PROVIDED DATA -
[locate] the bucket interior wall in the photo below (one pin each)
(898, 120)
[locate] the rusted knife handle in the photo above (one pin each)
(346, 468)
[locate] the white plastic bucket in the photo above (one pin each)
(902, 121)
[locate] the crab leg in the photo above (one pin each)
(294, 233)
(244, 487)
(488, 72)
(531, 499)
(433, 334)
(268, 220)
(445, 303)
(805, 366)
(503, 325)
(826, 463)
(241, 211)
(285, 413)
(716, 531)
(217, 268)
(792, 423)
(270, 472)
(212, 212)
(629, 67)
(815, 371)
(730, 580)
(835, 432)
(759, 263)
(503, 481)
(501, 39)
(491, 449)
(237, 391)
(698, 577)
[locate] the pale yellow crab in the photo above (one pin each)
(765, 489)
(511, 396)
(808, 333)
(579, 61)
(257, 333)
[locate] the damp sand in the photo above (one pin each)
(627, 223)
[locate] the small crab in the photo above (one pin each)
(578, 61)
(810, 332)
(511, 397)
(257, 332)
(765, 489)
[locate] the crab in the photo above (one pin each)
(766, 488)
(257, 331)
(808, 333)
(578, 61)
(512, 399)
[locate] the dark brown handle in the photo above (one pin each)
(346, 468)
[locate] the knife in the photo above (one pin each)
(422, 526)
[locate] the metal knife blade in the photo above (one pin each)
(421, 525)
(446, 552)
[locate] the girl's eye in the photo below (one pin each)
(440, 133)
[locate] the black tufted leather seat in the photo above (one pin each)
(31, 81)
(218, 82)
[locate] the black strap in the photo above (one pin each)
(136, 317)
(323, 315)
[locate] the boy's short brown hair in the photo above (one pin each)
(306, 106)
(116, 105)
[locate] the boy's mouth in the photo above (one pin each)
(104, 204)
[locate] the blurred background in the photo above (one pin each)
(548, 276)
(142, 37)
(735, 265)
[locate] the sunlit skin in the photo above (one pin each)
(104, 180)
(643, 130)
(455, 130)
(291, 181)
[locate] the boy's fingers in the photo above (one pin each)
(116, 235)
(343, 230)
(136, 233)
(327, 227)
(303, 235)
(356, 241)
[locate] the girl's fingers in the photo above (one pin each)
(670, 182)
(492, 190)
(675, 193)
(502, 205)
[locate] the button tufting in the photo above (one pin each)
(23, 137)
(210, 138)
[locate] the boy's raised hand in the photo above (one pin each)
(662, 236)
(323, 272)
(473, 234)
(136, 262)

EXERCISE REQUIREMENTS -
Substitute "lobster" for every "crab" in the listing and write out the whole listing again, with nothing else changed.

RESULT BELOW -
[locate] the bucket interior wall in the photo below (one pin each)
(898, 120)
[locate] the rusted knife handle in the photo above (one pin each)
(346, 468)
[locate] the white plastic bucket in the photo above (one pin each)
(902, 121)
[locate] the lobster leg in the photo above (one pin each)
(294, 233)
(244, 487)
(488, 72)
(531, 499)
(433, 334)
(268, 220)
(445, 303)
(805, 366)
(503, 325)
(826, 463)
(241, 211)
(285, 413)
(716, 531)
(217, 268)
(792, 423)
(270, 472)
(212, 212)
(629, 67)
(815, 371)
(730, 580)
(835, 432)
(759, 263)
(503, 481)
(501, 39)
(491, 449)
(237, 391)
(698, 577)
[locate] the pale yellow lobster in the photo above (one pin each)
(765, 489)
(511, 396)
(808, 333)
(579, 61)
(257, 333)
[locate] the damp sand in the photo above (one pin each)
(627, 223)
[locate] the small lobster in the photo above (one pin each)
(578, 61)
(810, 332)
(511, 397)
(257, 332)
(765, 489)
[locate] the lobster in the photo above (one pin each)
(766, 488)
(257, 331)
(808, 333)
(578, 61)
(512, 399)
[locate] the dark brown handle in the photo above (one pin each)
(346, 468)
[locate] the knife in the photo above (one pin each)
(422, 526)
[locate] the metal knife blade in the photo above (one pin each)
(421, 525)
(446, 552)
[locate] the girl's eye in the photo below (one pin each)
(440, 133)
[locate] the black tufted leather seat in the photo above (one pin each)
(31, 81)
(218, 82)
[locate] the black strap in the photo above (one pin each)
(136, 317)
(323, 315)
[locate] the boy's short brown hair in the photo above (one pin each)
(306, 106)
(116, 105)
[locate] the boy's mouth in the photo above (one pin each)
(104, 204)
[locate] the blurred background in the photo above (one pin each)
(548, 276)
(142, 37)
(735, 265)
[locate] the sunlit skin in the photo above (one pin each)
(104, 180)
(643, 130)
(455, 130)
(291, 181)
[locate] the boy's fingers in the photo above (one pin each)
(116, 235)
(343, 230)
(136, 233)
(327, 227)
(303, 235)
(356, 241)
[locate] the girl's fingers in the photo above (one pin each)
(670, 182)
(492, 190)
(675, 193)
(502, 205)
[locate] the button tufting in the photo above (one pin each)
(23, 137)
(210, 138)
[locate] the boy's raised hand in the photo above (one pin each)
(662, 236)
(323, 272)
(473, 234)
(136, 262)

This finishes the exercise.